## GIVEN EXERCISE
Reproduce the listing below with every "powder" changed to "dust" and everything else left as it is. Leave the pictures out.

## TASK INPUT
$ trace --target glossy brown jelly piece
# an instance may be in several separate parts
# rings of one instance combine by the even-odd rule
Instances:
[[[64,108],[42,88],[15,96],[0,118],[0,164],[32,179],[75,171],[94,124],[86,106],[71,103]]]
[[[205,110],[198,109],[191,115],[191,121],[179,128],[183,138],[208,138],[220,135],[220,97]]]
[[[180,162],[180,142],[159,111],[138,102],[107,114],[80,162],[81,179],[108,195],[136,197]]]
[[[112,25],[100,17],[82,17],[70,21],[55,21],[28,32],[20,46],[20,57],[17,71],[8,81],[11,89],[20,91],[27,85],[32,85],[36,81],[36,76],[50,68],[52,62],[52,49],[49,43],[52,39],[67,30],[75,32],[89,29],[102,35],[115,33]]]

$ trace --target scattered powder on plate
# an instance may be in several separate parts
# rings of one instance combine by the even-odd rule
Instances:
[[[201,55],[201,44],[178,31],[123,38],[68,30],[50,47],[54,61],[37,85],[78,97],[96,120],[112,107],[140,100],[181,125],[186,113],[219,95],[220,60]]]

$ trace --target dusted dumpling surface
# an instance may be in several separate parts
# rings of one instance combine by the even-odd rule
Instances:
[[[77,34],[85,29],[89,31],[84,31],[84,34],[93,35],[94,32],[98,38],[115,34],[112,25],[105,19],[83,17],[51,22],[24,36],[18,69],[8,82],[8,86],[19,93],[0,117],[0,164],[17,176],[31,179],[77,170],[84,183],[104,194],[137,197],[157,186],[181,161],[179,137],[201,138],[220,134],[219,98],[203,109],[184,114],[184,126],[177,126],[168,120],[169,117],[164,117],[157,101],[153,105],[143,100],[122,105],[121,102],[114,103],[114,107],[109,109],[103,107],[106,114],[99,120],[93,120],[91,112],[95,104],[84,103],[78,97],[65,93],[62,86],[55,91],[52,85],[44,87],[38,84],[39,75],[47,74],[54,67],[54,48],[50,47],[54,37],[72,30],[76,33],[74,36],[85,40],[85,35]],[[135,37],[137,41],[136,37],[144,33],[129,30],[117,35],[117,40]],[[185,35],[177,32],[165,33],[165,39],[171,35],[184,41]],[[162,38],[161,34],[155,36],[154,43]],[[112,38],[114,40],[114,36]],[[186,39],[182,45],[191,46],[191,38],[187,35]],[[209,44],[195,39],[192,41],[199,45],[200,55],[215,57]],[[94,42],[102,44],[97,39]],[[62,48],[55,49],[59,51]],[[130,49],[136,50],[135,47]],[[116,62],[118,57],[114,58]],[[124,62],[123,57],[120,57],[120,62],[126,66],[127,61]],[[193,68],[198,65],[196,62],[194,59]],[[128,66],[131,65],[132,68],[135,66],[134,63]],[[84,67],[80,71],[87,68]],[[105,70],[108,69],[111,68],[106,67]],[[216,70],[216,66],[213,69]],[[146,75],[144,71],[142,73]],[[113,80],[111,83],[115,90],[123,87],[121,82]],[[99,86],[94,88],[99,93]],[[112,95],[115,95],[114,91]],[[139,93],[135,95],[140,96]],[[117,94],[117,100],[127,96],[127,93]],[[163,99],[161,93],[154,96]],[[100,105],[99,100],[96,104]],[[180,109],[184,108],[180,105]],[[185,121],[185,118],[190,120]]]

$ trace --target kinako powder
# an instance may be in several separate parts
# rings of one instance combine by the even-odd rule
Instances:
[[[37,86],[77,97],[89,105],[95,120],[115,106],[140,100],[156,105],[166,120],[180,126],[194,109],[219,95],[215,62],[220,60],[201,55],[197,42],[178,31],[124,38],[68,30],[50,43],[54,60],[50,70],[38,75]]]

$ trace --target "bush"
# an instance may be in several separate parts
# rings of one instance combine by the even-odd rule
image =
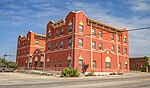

## RESULT OF THIS TASK
$ trace --target glossy brown jelly piece
# an instance may be in several separate parts
# rings of one instance combine by the even-odd rule
Instances:
[[[64,108],[42,88],[15,96],[0,118],[0,164],[32,179],[75,171],[94,124],[86,106],[71,103]]]
[[[205,110],[198,109],[191,115],[191,121],[179,128],[183,138],[208,138],[220,135],[220,97]]]
[[[180,162],[180,142],[159,111],[138,102],[107,114],[80,162],[81,179],[108,195],[136,197]]]
[[[112,25],[100,17],[82,17],[70,21],[55,21],[28,32],[20,46],[20,57],[17,71],[8,81],[11,89],[20,91],[27,85],[32,85],[36,81],[36,76],[50,68],[52,62],[52,49],[49,43],[52,39],[67,30],[75,32],[89,29],[102,35],[115,33]]]

$ trace --target scattered dust on plate
# an instance may be in several separate parts
# rings of one instance combine by the even-odd rule
Instances:
[[[201,55],[201,44],[178,31],[123,38],[68,30],[50,47],[54,61],[37,85],[78,97],[96,120],[112,107],[140,100],[181,125],[186,113],[219,95],[220,60]]]

$ trace --target dusted dumpling surface
# an instance may be in several separate parts
# rings of one instance combine by the even-odd rule
Instances:
[[[77,34],[85,29],[89,31],[84,31],[84,34],[93,35],[94,32],[98,38],[115,34],[112,25],[105,19],[83,17],[51,22],[24,36],[18,69],[8,82],[8,86],[19,93],[0,117],[0,164],[17,176],[31,179],[77,170],[84,183],[104,194],[137,197],[157,186],[181,161],[179,137],[201,138],[220,134],[219,98],[203,109],[184,114],[184,126],[177,126],[168,120],[169,117],[164,117],[157,101],[153,105],[143,100],[122,105],[121,102],[114,103],[114,107],[109,109],[103,107],[106,114],[99,120],[93,120],[91,112],[95,104],[84,103],[78,97],[65,93],[62,86],[55,91],[52,85],[44,87],[38,84],[39,75],[47,74],[54,67],[54,48],[50,47],[54,37],[72,30],[76,33],[74,36],[85,40],[85,35]],[[135,37],[137,41],[136,37],[144,33],[129,30],[117,35],[117,40]],[[185,35],[177,32],[165,33],[165,39],[171,35],[184,41]],[[162,38],[161,34],[155,36],[154,43]],[[112,38],[114,40],[114,36]],[[186,39],[182,45],[191,46],[191,38],[187,35]],[[209,44],[195,39],[192,41],[199,45],[200,55],[215,57]],[[94,42],[102,44],[97,39]],[[62,48],[55,49],[59,51]],[[130,49],[136,50],[135,47]],[[116,62],[118,57],[114,58]],[[124,62],[123,57],[120,57],[120,62],[126,66],[127,61]],[[193,68],[198,65],[196,62],[194,59]],[[128,66],[131,65],[132,68],[135,66],[134,63]],[[84,67],[80,71],[87,68]],[[105,70],[108,69],[111,68],[106,67]],[[216,70],[216,66],[213,69]],[[146,75],[144,71],[142,73]],[[113,80],[111,83],[115,90],[123,87],[121,82]],[[99,86],[94,88],[99,93]],[[112,95],[115,95],[114,91]],[[139,93],[135,95],[140,96]],[[117,94],[117,100],[127,96],[127,93]],[[163,99],[161,93],[154,96]],[[100,105],[99,100],[96,104]],[[180,109],[184,108],[180,105]],[[185,121],[185,118],[190,120]]]

$ trace --target kinako dust
# an instance may be in several separate parts
# rings of one instance combine by the even-odd rule
Instances:
[[[37,86],[77,97],[89,105],[95,120],[115,106],[140,100],[156,105],[166,120],[180,126],[194,109],[219,95],[215,62],[220,60],[201,55],[197,42],[178,31],[124,38],[68,30],[50,43],[54,60],[50,70],[38,75]]]

$ trace --target "bush"
# an instance may be in several separate parts
# rings of one instance combine by the even-odd rule
image =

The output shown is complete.